## STATED TASK 1
In the credit facility document, by how much did interest expense decrease in the second quarter of 2009 compared with the second quarter of 2008?
## STATED TASK 2
Rewrite the part of the listing from the line containing "of the white" through the end of the listing, including the requests. Raise every answer coordinate by 85.

## DOCUMENT
▼
On June 26, 2009, we renegotiated certain terms of our credit facility to provide us greater
flexibility in complying with certain of the financial covenants under the loan agreement. In
exchange for the added flexibility afforded by these changes to the credit facility, we agreed to
increase the base cash interest rate on both the revolving credit facility and the term loan credit
facility by 1% per annum, establish a LIBOR floor of 1.5% and pay an additional 2.75% per annum of
non-cash, payment-in-kind, or PIK, interest on the term portion of the facility. Accrued PIK
interest will be added to the principal balance of the term loan on a monthly basis and paid at
maturity.
In May of 2008, we used $86.6 million in realized net proceeds from the exercise of 17,617,331
warrants to pay down the term facility to the existing level of $113.4 million. As a result of
this paydown and declining interest rates, our interest expense decreased by $2.6 million in the
second quarter of 2009 compared to the second quarter of 2008.
Notwithstanding the recent amendments to our loan agreement, our ability to comply with the
financial covenants in our credit facility may be affected by events beyond our control and, as a
result, in future periods we may be unable to meet these ratios and financial condition tests.
▲
## Point-based annotation listing
▼
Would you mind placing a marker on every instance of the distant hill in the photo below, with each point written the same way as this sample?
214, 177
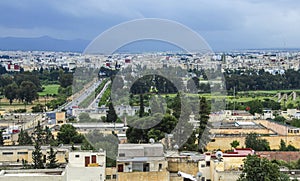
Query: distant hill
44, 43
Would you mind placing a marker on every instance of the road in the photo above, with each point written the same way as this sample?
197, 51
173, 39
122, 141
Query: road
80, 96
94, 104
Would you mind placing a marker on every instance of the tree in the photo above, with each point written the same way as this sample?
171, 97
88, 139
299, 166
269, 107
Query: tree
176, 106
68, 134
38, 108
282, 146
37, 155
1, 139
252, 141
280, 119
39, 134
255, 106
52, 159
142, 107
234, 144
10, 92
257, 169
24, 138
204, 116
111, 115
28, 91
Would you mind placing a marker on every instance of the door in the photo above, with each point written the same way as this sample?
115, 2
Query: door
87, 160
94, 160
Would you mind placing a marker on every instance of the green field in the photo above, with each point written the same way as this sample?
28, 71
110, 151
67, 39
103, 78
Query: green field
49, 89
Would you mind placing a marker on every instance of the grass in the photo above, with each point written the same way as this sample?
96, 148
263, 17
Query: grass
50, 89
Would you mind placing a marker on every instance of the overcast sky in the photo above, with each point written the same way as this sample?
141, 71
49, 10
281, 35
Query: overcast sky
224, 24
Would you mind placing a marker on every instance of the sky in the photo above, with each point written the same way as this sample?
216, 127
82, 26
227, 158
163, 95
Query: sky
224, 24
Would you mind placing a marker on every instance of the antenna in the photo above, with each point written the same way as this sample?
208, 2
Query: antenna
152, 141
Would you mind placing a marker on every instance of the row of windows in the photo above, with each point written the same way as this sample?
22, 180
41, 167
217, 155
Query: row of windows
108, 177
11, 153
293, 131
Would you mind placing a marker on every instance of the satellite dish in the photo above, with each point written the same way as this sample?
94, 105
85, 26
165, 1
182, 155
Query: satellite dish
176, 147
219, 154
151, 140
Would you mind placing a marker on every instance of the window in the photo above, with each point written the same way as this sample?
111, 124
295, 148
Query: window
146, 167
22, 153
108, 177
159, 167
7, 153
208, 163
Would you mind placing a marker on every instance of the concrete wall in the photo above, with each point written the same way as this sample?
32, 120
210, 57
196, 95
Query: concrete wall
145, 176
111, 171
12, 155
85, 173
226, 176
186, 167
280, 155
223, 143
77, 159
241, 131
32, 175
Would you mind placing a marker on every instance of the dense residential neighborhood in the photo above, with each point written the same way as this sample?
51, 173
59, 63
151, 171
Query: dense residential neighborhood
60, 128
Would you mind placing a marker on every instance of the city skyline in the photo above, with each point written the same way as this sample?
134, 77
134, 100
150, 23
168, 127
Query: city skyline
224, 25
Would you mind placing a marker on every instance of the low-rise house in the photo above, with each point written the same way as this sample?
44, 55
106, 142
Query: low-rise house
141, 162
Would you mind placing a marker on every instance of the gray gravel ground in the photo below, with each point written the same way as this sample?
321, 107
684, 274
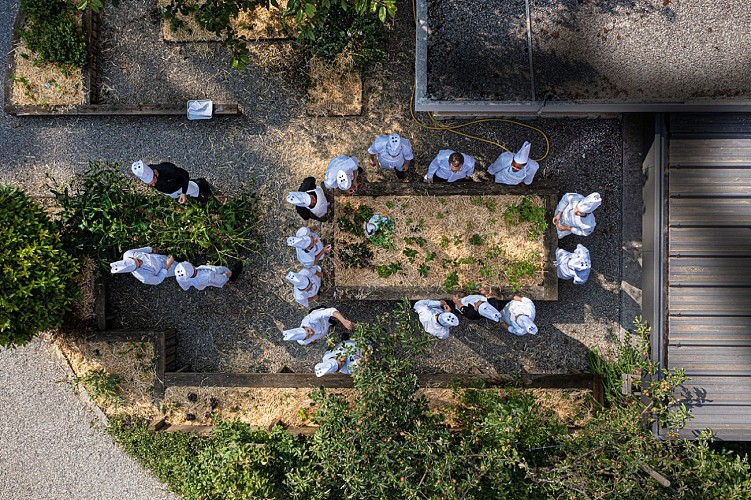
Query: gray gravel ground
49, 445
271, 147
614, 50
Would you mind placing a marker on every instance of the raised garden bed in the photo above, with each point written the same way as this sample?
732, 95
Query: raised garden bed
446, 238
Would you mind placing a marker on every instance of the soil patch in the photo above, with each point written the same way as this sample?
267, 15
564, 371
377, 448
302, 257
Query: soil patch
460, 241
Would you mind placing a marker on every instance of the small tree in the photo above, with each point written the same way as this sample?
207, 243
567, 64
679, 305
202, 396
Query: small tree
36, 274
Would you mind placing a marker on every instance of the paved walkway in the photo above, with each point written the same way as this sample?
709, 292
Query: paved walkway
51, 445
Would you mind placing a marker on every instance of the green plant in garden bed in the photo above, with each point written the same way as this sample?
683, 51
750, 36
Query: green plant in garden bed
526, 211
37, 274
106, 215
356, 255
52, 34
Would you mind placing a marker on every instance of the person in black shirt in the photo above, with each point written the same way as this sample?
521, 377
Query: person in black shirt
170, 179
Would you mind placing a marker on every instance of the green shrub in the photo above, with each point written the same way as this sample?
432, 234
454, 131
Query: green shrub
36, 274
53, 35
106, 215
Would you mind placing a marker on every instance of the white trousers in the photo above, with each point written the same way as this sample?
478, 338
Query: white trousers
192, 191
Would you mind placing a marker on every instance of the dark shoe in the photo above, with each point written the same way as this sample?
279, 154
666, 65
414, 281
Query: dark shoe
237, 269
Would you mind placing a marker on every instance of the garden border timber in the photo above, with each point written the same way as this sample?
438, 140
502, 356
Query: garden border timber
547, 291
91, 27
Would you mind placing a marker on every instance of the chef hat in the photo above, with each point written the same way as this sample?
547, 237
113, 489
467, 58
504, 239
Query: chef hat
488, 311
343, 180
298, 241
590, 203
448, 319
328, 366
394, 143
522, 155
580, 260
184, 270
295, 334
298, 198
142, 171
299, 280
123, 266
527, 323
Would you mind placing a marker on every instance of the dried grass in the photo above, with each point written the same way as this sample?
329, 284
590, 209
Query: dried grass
▲
## WRITTEN SOLUTION 1
$2.6 million.

## WRITTEN SOLUTION 2
Would you mind placing a marker on every instance of the white trousers in the photo above, with each point written the same way as this sample?
478, 338
Query: white trousers
277, 276
Would you mind placing a marker on every instance of the dark shoe in the photo above, with each point written the same way as this sample?
279, 154
666, 65
414, 281
Query: dark shoe
322, 354
Would you mind placing a marker on every instance of the garden border timber in the photo above, with each point written the same way as this sample?
438, 140
502, 356
Query: garden border timber
632, 376
176, 112
Would you mind placing a marker on every instance of the chef hat in the photo above, with each point written the same way as this sample?
547, 237
113, 489
467, 58
504, 239
Query: chef hat
573, 396
428, 265
383, 326
675, 288
533, 404
413, 451
479, 228
607, 240
665, 345
269, 355
380, 419
383, 283
227, 256
384, 365
208, 351
612, 408
Would you mind placing a marker on every instance of the dried grass in the photo above, with each point written the same way as this sample?
329, 284
590, 209
Query: dried grass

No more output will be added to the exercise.